- [Work to complete]:
Would you return every entry, exactly as it is written?

────

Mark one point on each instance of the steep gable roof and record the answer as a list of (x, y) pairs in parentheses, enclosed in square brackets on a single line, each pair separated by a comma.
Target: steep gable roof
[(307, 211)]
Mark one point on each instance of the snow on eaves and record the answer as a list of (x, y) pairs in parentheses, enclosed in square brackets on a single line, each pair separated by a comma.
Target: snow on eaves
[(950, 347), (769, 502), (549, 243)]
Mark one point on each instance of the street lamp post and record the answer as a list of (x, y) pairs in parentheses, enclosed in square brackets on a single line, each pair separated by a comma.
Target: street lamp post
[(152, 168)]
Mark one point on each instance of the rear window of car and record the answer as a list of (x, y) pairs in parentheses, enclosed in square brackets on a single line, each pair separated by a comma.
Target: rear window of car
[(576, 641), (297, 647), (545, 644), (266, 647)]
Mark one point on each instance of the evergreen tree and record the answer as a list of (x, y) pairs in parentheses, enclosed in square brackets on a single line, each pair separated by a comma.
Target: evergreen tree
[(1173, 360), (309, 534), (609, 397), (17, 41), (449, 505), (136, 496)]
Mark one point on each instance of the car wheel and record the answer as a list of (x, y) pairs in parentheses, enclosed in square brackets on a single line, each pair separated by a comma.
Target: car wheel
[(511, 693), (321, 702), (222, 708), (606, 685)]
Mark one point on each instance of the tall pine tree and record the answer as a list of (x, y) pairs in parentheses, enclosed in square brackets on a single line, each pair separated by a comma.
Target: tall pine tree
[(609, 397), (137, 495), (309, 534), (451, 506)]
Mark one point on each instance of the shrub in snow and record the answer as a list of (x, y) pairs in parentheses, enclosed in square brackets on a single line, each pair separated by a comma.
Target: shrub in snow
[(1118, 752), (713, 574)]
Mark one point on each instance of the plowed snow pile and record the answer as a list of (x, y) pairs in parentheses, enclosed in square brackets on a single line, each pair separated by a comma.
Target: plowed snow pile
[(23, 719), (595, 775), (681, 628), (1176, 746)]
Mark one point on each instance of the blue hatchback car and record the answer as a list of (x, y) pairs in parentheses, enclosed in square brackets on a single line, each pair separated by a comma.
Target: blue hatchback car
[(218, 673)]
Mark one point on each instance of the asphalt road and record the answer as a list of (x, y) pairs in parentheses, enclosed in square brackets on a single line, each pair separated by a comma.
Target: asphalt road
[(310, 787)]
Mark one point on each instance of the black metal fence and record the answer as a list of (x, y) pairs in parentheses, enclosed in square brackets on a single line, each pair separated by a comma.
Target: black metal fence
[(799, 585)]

────

- [Task output]:
Mark one point on each instance of the steep gable roof and record the answer as a list of (x, y) pairs in parentheses, enclosed in square brackets on a single line, each pair separated by a comma.
Target: steep gable roof
[(307, 211)]
Mark one point on each instance of the snow on eaves and record the answer as a list of (x, y) pairs in parentheses, enclosed in square brackets on a single line, each pair separated by a comma.
Target: snow on eaves
[(950, 347), (769, 502), (549, 243)]
Mark one point on each instance of the street lamp post and record the answer as a list of (x, y) pairs in parentheses, enclosed in square brackets on a single line, each pair separated by a comma.
Target: street lamp post
[(152, 168)]
Mark one point on each instance of the rear window of car and record the answer as a list of (x, y) pairs in parentheses, enclosed in square brackets on a single line, each pair separated by a comma.
Target: rear window of car
[(576, 641), (297, 647), (545, 644), (266, 647)]
Mark one point on each instance of the evergreen tree and record the answer as a list of (x, y) pairs in parentheses, enclosed in square brackets on a single line, each pair separated by a comma.
Target: evergreen tree
[(1173, 360), (309, 534), (609, 397), (17, 41), (449, 505), (136, 496)]
Mark one point on each instance of the car wheel and record the answer as a list of (x, y) pairs in parentheses, enclosed in square brackets on a single line, each pair separated by a comma.
Target: car wheel
[(511, 693), (321, 702), (222, 708), (606, 685)]
Mark one point on each instance of the tall pine tree and record the answer as a list of (x, y) pairs in parentheses, enclosed in square brackets on a single line, each pair separated by a comma.
Target: tall pine tree
[(609, 397), (137, 495), (309, 534), (451, 506)]
Mark one point on each instance of the shrub in snow and record the answer as a list of (x, y) pairs in parentheses, enclosed in square brackets on a single line, each pair separated by a comma.
Target: shrub in snow
[(1118, 752), (713, 574)]
Mark one point on each instance of the plowed snow pile and record the answer as a list of (x, y) pairs in parentheses, enclosed in square brackets on a single line, each pair separated by a comma.
Target: plowed snow pile
[(23, 719), (595, 775), (681, 628), (1176, 746)]
Mark one point on each instance of the blue hatchback car and record the answer as a list of (x, y) pairs in parentheses, enclosed in square brackets on a single line, each pair separated by a comma.
Target: blue hatchback car
[(218, 673)]
Mark one point on each instance of the asphalt road and record the answer as a list of (x, y) pairs in parentheses, enclosed in square brackets on a single line, each pair separated by a comma.
Target: asphalt road
[(310, 787)]
Mark one point on each instance of the black metal fence and record the answer as a list of (x, y) pairs in parentheses, enclosed in square brackets on a single line, each pair separated by a comma.
Target: black metal fence
[(799, 585)]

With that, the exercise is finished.